## [Problem to work on]
When a line below contains the word "every", it counts toward the total; give that total and nothing besides.

BEGIN Supplied information

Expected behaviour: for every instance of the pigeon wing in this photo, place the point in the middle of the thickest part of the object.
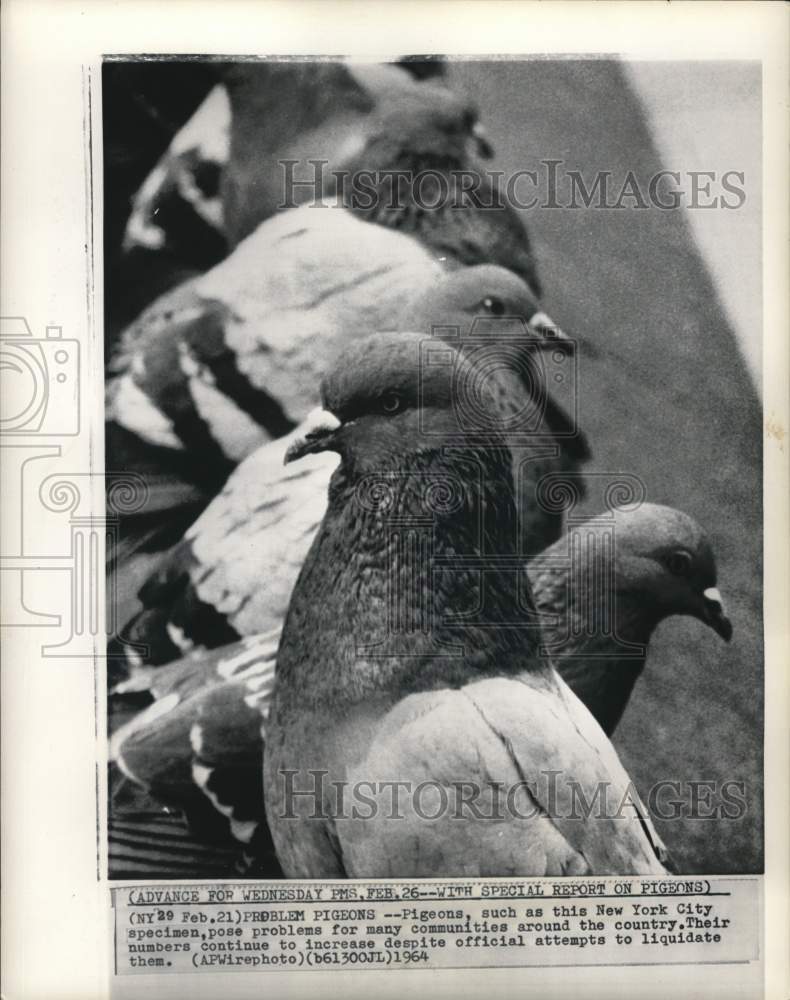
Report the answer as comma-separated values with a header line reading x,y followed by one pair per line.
x,y
528,762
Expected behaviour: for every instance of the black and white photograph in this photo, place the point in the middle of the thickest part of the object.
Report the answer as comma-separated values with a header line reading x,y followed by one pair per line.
x,y
394,546
444,409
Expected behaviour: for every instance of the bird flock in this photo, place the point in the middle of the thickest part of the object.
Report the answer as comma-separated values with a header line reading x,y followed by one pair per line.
x,y
349,562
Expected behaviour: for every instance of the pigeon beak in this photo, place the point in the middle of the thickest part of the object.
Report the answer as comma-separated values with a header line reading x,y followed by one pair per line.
x,y
317,429
484,147
713,613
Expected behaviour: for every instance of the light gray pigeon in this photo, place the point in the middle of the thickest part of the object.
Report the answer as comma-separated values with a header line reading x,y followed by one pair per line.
x,y
233,572
409,656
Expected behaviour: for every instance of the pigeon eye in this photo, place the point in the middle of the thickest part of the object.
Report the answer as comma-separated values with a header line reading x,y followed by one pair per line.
x,y
678,563
390,402
494,306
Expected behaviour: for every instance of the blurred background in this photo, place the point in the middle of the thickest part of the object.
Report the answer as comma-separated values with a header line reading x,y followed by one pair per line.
x,y
667,304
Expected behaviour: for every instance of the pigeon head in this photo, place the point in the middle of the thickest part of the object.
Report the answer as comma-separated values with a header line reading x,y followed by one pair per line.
x,y
485,297
427,126
493,317
390,394
665,560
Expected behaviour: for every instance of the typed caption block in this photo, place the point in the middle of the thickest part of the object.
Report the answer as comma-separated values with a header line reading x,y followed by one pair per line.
x,y
443,924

END Supplied information

## [Result of this exercise]
9